---------- DOCUMENT EXCERPT
For nearly all of the Snake Valley residents, as has sure been the case for me, this process has been quite an education. I was not versed in geology, geohydrology, Utah and Nevada water law, or a whole host of other things I have had to learn to lead the charge to ensure the Refuge's water continues to provide the critical wildlife habitat here. I did have some limited concept of this thing we all now call the Regional flow system but never really had much of a concept regarding how much flow the various basins provided. The recent work and best "hydrological speculation" by the Utah Geological Survey and the results of the BARCASS study were a real eye opener. If you had asked me two years ago, I would have told you that I thought we got most of the flow to our springs from the east slope of the Deep Creek Range. If the current hydrological experts are correct in their speculation, boy was I wrong! It appears that only about about 1/8 of our total outflow volume comes from the Deep Creek Range while about half comes to us from the more southern portion of the Snake Valley north of US 50 and the remainder comes to us via the Fish Springs Flat and is a result of flow fed from the Whirlwind, Wah Wah, and Pine Valleys!

As a land manager and wildlife professional, I also have great concerns about the wetlands of the Snake Valley in this process. Aside from many being very critical habitat for least chub and spotted frog, they are also vital to the biodiversity of the valley. One does not have to spend too much time in the Snake Valley to see that springs and their associated wetlands are a minuscule portion of the land area. These sites are vital habitat for an amazing array of migratory and resident critters. Any reduction in their area and health will have a disproportional impact on the Valley's biodiversity and that would be a real tragedy.
--------------------
PARTS OF THE EXERCISE:
- 1) From the Snake Valley passage, list the valleys named as feeding the flow that arrives by way of the Fish Springs Flat.
- 2) Reproduce the Snake Valley passage word for word, everything from "As a land manager" down to "a real tragedy.".
---------- DATA FOR REVIEW
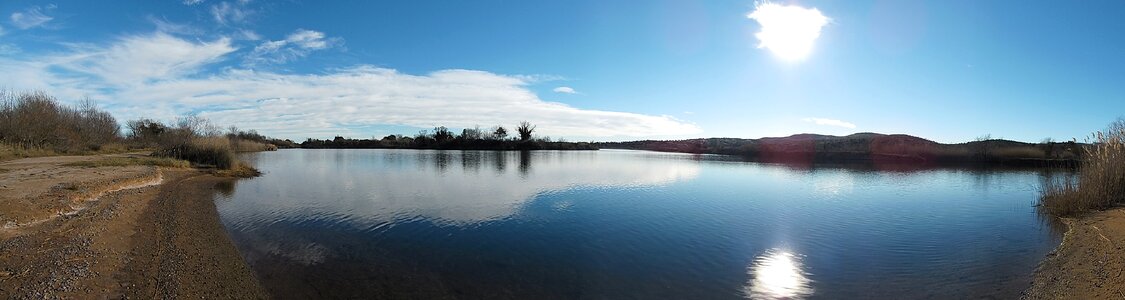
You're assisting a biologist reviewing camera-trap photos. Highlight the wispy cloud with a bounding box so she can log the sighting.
[747,2,829,60]
[801,118,855,129]
[145,15,203,35]
[10,4,55,29]
[51,33,236,88]
[245,29,343,65]
[210,1,254,26]
[0,31,701,138]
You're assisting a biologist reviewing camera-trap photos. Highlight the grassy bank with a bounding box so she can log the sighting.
[0,91,276,175]
[1040,120,1125,216]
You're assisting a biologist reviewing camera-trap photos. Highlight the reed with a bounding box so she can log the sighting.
[1040,120,1125,216]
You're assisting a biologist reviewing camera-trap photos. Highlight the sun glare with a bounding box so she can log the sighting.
[745,251,812,299]
[747,2,829,61]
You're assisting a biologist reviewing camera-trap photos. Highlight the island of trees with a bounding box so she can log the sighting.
[299,121,597,151]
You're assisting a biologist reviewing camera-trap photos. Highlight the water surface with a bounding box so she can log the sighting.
[216,149,1059,299]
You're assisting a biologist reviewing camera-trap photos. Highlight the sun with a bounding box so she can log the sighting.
[747,2,830,61]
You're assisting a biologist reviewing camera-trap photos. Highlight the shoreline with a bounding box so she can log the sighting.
[0,155,268,299]
[0,155,1125,299]
[1020,207,1125,299]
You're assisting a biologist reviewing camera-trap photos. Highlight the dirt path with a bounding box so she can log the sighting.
[0,156,267,299]
[1023,208,1125,299]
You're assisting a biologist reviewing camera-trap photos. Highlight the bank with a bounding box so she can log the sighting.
[0,155,268,299]
[1022,208,1125,299]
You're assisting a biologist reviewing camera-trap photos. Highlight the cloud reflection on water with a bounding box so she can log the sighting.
[226,151,700,225]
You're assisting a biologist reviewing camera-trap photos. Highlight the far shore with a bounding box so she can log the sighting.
[0,150,1125,299]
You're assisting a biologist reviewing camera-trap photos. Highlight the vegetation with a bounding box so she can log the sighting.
[595,133,1083,166]
[300,121,597,151]
[66,156,191,169]
[0,91,126,158]
[1040,119,1125,216]
[0,91,279,174]
[136,116,277,170]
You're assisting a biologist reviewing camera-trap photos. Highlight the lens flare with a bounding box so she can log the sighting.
[747,2,829,61]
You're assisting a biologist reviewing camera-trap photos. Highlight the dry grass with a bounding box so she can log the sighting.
[214,162,262,179]
[0,144,59,161]
[65,156,191,169]
[991,147,1047,158]
[1040,120,1125,216]
[230,138,278,153]
[156,136,236,170]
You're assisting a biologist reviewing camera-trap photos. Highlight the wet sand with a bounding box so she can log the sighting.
[0,156,268,299]
[1022,208,1125,299]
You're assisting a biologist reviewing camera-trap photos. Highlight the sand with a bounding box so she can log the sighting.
[0,156,268,299]
[1023,208,1125,299]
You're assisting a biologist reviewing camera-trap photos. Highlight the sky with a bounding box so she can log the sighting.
[0,0,1125,143]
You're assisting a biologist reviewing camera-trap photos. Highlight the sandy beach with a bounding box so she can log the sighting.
[0,156,267,299]
[1023,208,1125,299]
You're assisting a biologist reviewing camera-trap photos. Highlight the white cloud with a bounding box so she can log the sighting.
[246,29,342,65]
[50,33,236,87]
[10,4,55,29]
[145,15,201,35]
[210,1,254,25]
[0,31,701,138]
[747,2,829,61]
[801,118,855,129]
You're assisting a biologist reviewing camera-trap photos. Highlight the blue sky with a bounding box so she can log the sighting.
[0,0,1125,142]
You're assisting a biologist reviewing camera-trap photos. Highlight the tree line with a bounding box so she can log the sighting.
[300,121,596,151]
[0,91,281,169]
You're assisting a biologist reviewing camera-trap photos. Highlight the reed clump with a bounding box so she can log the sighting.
[156,136,237,170]
[1040,119,1125,216]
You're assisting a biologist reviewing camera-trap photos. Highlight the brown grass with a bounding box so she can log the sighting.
[230,138,278,153]
[65,156,191,169]
[214,162,262,179]
[156,136,237,170]
[991,147,1047,158]
[1040,120,1125,216]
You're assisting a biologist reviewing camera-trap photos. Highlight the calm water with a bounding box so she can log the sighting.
[216,149,1059,299]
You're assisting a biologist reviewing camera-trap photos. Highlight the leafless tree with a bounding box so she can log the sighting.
[515,121,536,142]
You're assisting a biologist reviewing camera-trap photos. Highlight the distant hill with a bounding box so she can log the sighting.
[594,133,1085,165]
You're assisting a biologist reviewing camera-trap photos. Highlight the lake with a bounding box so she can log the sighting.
[216,149,1063,299]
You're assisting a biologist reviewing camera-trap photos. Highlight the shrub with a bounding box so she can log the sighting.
[1040,119,1125,216]
[0,91,120,153]
[156,136,236,170]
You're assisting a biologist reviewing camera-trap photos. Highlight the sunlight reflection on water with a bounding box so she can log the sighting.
[745,248,812,299]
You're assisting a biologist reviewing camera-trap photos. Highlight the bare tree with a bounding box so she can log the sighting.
[515,121,536,142]
[493,126,507,139]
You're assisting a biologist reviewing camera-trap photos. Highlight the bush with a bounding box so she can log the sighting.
[1040,119,1125,216]
[156,136,236,170]
[0,91,120,154]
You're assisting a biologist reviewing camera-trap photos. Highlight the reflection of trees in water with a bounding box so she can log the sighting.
[1035,169,1078,238]
[493,151,507,174]
[461,151,482,173]
[433,151,453,173]
[520,151,531,176]
[215,180,237,199]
--------------------
ANSWER LIST:
- 1) Whirlwind, Wah Wah, Pine

- 2)
As a land manager and wildlife professional, I also have great concerns about the wetlands of the Snake Valley in this process. Aside from many being very critical habitat for least chub and spotted frog, they are also vital to the biodiversity of the valley. One does not have to spend too much time in the Snake Valley to see that springs and their associated wetlands are a minuscule portion of the land area. These sites are vital habitat for an amazing array of migratory and resident critters. Any reduction in their area and health will have a disproportional impact on the Valley's biodiversity and that would be a real tragedy.